**Extract provided**
>>>>>
Measurement of Progress and Results

Outputs

• Within three years of approval of this project, sufficient new quantitative data should be developed to allow for incorporation into the current metabolic models
• By year 5, refined models should be available and information on dietary effects on gene expression will be disseminated.

Outcomes or Projected Impacts

• Improved natural resource use efficiency
• Improved environmental impact, better utilization of N and less N waste
• Improved efficient use of bio-agriculture byproducts
• Major increase in grant support for dairy research
• Publication of a metabolic gene map integrating transcriptome, metabolomic and practical dairy outputs
• Refinement of the current nutrition programs will allow more exact formulation of diets for lactating dairy cattle. Feed costs and environmental impacts from excess dietary nutrients will be reduced for dairy farmers. Consumers will benefit from both reduced environmental impacts of food production and lower prices due to increased supply and lower input costs. Consumers will also benefit from possible alteration of the fatty acid content and composition of milk fat, resulting in a healthier diet. A more strict scientific understanding of the dairy cow will allow scientists to further refine and leverage research efforts to improve efficiency. We do not think it was due to chance that 4 of the members of this committee have been or are supported by NRI grants under the Project 42. Growth and development RFP, but because of the focus of our research on basic questions with practical applications.
<<<<<
**Data section**
>>>>>
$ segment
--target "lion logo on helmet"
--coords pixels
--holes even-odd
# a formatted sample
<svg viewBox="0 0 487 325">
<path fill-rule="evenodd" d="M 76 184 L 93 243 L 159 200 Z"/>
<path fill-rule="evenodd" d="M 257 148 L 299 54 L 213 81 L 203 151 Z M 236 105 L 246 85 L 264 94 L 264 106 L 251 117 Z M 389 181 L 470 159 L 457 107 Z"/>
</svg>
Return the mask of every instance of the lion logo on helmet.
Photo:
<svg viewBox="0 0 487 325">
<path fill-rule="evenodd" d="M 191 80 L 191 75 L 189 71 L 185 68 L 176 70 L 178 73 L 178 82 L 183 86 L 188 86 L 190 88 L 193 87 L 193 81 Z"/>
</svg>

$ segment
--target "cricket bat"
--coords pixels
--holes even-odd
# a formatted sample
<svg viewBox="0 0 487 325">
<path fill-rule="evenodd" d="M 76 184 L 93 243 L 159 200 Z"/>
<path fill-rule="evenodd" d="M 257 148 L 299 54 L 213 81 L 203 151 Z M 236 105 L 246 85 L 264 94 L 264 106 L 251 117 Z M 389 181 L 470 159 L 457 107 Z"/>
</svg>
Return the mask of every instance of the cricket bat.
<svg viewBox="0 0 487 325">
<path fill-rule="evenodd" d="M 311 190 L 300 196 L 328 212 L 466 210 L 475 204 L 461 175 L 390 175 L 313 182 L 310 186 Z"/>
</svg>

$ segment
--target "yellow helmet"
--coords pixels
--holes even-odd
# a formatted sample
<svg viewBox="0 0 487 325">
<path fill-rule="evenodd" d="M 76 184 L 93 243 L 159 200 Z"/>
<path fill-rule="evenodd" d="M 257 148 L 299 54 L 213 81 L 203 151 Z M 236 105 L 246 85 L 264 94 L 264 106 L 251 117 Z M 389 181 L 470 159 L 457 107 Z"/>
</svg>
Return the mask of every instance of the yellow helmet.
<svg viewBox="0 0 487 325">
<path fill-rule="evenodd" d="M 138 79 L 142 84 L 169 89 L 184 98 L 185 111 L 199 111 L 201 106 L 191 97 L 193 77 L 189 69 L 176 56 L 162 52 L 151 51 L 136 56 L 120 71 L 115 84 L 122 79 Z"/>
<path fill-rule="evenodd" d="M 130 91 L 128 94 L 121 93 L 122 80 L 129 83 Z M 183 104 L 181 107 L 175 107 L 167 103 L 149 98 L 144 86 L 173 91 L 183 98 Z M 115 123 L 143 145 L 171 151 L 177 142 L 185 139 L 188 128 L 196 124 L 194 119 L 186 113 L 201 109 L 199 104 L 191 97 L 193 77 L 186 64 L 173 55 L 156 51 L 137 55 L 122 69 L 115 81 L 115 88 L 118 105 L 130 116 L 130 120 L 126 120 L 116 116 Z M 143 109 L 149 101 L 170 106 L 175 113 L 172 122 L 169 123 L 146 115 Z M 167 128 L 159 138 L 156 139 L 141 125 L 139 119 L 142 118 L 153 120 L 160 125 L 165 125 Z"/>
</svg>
<<<<<
**Problem to work on**
Decide whether each statement agrees with the text on measurement of progress and results. Answer yes or no for each, and quote the words from the text that decide it.
1. Refined models are expected to be available by year 5.
2. New quantitative data are to be developed within two years of the project's approval.
3. Four members of the committee have been or are supported by NRI grants.

**Response to the exercise**
1. Yes: "By year 5, refined models should be available"
2. No: "Within three years of approval of this project, sufficient new quantitative data should be developed"
3. Yes: "4 of the members of this committee have been or are supported by NRI grants"